■ ЗАДАНИЕ A
Воспроизведите дословно все записи, начиная со строки, содержащей «Reviewer note: check that each instance of the black sunglasses», и вплоть до строки, содержащей «Reviewer note: check that each instance of the black jacket», включительно.

Таиланд не только не протестовал против оккупации его японскими войсками в 1941 г., когда Япония захватила весь Индокитай, но и стал активно сотрудничать с японцами. Лишь в конце войны ситуация в этом смысле стала меняться. В стране возникла и начала активно действовать организация «Свободное Таи», которой помогали США и деятельность которой негласно поддерживал, даже контролировал стоявший в оппозиции к правительству регент Приди (малолетний король находился в Швейцарии). Сразу же по окончании войны Приди от имени короля официально заявил, что он не подписывал формальное объявление войны Англии и США и считает этот акт неконституционным; на это правительство США заявило, что и оно не относилось к Таиланду как к воюющей стороне. Правда, правительство Англии заставило Таиланд выплатить компенсацию за понесенный англичанами экономический ущерб, а Франция восстановила статус-кво в Лаосе и Камбодже, но в целом Таиланду удалось сохранить свой международный престиж и даже упрочить статус независимого государства, став членом ООН.
В послевоенные годы продолжалась политика укрепления позиций государства в экономике страны и содействия упрочению положения молодой сиамской национальной буржуазии. Были приняты важные законы о земельных отношениях, упорядочивавшие землевладение и земельную аренду; разрешалась деятельность партий и профсоюзов, но не компартии, официально сформировавшейся в 1942 г. и находившейся, как правило, на нелегальном положении. Продолжался недвусмысленный нажим на иностранный капитал, причем это касалось даже не столько англичан, сколько живших в стране богатых китайцев. В политической администрации преобладали военные, нередко приходившие к власти в результате переворотов. Правительство Таиланда активно сотрудничало с США, было членом СЕАТО и не уставало напоминать о своих антикоммунистических позициях. Внутренняя политика и мировая экономическая конъюнктура в послевоенное время способствовали сравнительно быстрым темпам экономического развития страны.
Заключая раздел о Таиланде, стоит специально заметить, что исключительность ситуации, в которой оказался Сиам в период активной колониальной экспансии держав в Юго-Восточной Азии, во многом объясняется случайными факторами: Сиам был своего рода буфером между двумя соперничавшими державами, Англией и Францией, и, кроме того, эта страна оказалась на историческом подъеме, имела сильное правительство и была внутренне единой в тот момент, когда могла решиться ее судьба. Не лишено смысла также и напоминание, что Сиам как колония мало что мог дать захватившей ее державе, – впрочем, этот фактор далеко не был решающим, достаточно напомнить, скажем, о судьбе Лаоса.
Но, как бы то ни было, совокупность случайностей избавила Сиам от нелегкой доли колонии. С точки зрения анализа исторического процесса этот факт весьма важен, и в следующих главах мы к нему еще вернемся.
Глава 5
Южная и Юго-Восточная Азия: традиционная структура и колониализм
Как легко заметить, исторический путь стран Южной и Юго-Восточной Азии в период колониализма имеет немало общего. Все они, если не считать Африку, были наиболее ранними объектами колониальной экспансии; все, кроме Сиама, затем превратились в колонии; для всех было характерно ожесточенное сопротивление традиционной структуры колониализму, завершившееся в итоге деколонизацией и достижением политической независимости. Конечно, эта общность судеб не была случайной. Географическая близость и природно-климатическое сходство стран двух упомянутых регионов и прежде всего наличие в них тех продуктов и ресурсов, в которых остро нуждались колонизаторы, во многом объясняют причины, по которым именно рассмотренные выше страны южных морей оказались первым страстно желанным объектом вторжения колониального капитала.

■ МАТЕРИАЛЫ К УПРАЖНЕНИЮ
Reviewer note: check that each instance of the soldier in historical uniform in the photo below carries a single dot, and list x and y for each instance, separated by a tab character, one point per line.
--
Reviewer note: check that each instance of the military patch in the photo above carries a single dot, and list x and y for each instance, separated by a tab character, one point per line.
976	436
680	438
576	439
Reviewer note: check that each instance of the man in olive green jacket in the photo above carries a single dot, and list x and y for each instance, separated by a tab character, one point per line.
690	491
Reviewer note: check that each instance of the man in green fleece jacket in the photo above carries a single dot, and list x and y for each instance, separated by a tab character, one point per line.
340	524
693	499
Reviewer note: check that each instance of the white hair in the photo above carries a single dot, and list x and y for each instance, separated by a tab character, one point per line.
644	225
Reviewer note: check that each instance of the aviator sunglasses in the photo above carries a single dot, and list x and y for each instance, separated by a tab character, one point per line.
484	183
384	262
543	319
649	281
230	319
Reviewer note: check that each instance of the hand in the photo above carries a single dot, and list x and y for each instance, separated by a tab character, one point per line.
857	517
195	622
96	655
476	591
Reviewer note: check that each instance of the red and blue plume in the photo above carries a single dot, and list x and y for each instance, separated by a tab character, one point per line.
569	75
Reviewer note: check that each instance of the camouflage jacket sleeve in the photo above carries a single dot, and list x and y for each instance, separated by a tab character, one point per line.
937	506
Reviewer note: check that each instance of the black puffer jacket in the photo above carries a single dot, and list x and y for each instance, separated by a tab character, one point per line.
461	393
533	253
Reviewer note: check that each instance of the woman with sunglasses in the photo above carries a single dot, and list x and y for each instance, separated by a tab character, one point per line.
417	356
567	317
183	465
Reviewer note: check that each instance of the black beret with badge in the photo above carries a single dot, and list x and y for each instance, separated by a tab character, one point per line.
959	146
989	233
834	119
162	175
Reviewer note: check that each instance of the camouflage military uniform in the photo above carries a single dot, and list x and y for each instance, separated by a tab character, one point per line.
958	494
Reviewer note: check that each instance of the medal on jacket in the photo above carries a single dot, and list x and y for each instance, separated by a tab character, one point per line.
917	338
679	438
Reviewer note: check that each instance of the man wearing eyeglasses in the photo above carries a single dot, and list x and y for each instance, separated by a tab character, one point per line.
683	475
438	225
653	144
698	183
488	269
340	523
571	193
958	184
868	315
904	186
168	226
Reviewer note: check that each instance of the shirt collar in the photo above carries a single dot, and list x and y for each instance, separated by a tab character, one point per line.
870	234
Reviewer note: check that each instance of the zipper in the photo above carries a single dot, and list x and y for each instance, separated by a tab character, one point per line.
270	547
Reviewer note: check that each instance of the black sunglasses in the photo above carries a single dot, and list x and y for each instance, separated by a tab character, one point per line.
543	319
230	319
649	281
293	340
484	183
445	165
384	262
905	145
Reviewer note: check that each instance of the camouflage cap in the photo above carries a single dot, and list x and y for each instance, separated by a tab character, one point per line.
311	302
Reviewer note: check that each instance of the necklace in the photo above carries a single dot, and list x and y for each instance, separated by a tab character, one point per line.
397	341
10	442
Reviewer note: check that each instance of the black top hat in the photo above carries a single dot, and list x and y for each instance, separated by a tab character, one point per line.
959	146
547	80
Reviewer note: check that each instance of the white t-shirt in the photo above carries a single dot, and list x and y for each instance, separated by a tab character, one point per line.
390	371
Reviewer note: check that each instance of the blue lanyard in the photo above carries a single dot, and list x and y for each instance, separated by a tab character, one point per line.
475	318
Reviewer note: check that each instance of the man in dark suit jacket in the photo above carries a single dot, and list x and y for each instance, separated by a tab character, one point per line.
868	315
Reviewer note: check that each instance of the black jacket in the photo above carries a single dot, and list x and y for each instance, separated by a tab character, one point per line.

■ ЗАДАНИЕ B
Продолжите отрывок о Таиланде и колониализме в Южной и Юго-Восточной Азии, начав сразу после его последнего предложения.

■ ОТВЕТ A
Reviewer note: check that each instance of the black sunglasses in the photo above carries a single dot, and list x and y for each instance, separated by a tab character, one point per line.
543	319
230	319
649	281
293	340
484	183
445	165
384	262
905	145
Reviewer note: check that each instance of the camouflage cap in the photo above carries a single dot, and list x and y for each instance, separated by a tab character, one point per line.
311	302
Reviewer note: check that each instance of the necklace in the photo above carries a single dot, and list x and y for each instance, separated by a tab character, one point per line.
397	341
10	442
Reviewer note: check that each instance of the black top hat in the photo above carries a single dot, and list x and y for each instance, separated by a tab character, one point per line.
959	146
547	80
Reviewer note: check that each instance of the white t-shirt in the photo above carries a single dot, and list x and y for each instance, separated by a tab character, one point per line.
390	371
Reviewer note: check that each instance of the blue lanyard in the photo above carries a single dot, and list x and y for each instance, separated by a tab character, one point per line.
475	318
Reviewer note: check that each instance of the man in dark suit jacket in the photo above carries a single dot, and list x and y for each instance, separated by a tab character, one point per line.
868	315
Reviewer note: check that each instance of the black jacket in the photo above carries a single dot, and list x and y for each instance, separated by a tab character, one point per line.

■ ОТВЕТ B
Южная и Юго-Восточная Азия – два весьма больших и достаточно заселенных региона, в рамках которых на протяжении веков существовали и заново возникали немало народов и государств. И, разумеется, все они развивались по-своему. Однако есть один весьма существенный аспект, который тоже в определенной мере связан с общностью исторических судеб интересующих нас регионов. Речь идет о цивилизационном фундаменте, формировавшемся веками и тысячелетиями господства сложившегося образа жизни, привычных стереотипов поведения, устойчивых систем нравственных ценностей, генеральных мировоззренческих принципов и установок. С точки зрения этого потенциала духовной культуры и тесно связанной с ним социальной ориентации общества государства обоих регионов, за незначительными исключениями, весьма близки друг к другу и в этом смысле могут быть объединены в некий единый блок родственных структур. Это не означает, что упомянутый потенциал одинаков и однозначен у всех. Как раз напротив, он весьма различен по мощи и даже фактуре составляющих его цивилизационных пластов, что в немалой степени усложняет анализ, заставляя делать оговорки либо выделять варианты. Но в целом перед нами все же единый блок в чем-то близких и сходных структур, нуждающийся в аналитической оценке прежде всего с точки зрения раскрытия роли и значимости религиозно-цивилизационной основы этих структур традиционного Востока.
Религии и религиозно-культурные традиции
Цивилизационный фундамент любого общества опирается, как правило, на религию, являющуюся его главной и определяющей основой. И далеко не случайно в современном обществоведении столь большое внимание уделяется анализу и оценке религиозной основы той или иной цивилизации. В наши дни, особенно после взрыва исламского фундаментализма в Иране, это внимание стало общепризнанным. Тем более существенно учитывать этот фактор при изучении обществ, вступивших по тем или иным причинам в критическую фазу своего развития, когда привычная традиционная структура начинает испытывать невиданный до того нажим на нее со стороны внешних сил. Именно с такого рода ситуацией мы и имеем дело в период колониализма.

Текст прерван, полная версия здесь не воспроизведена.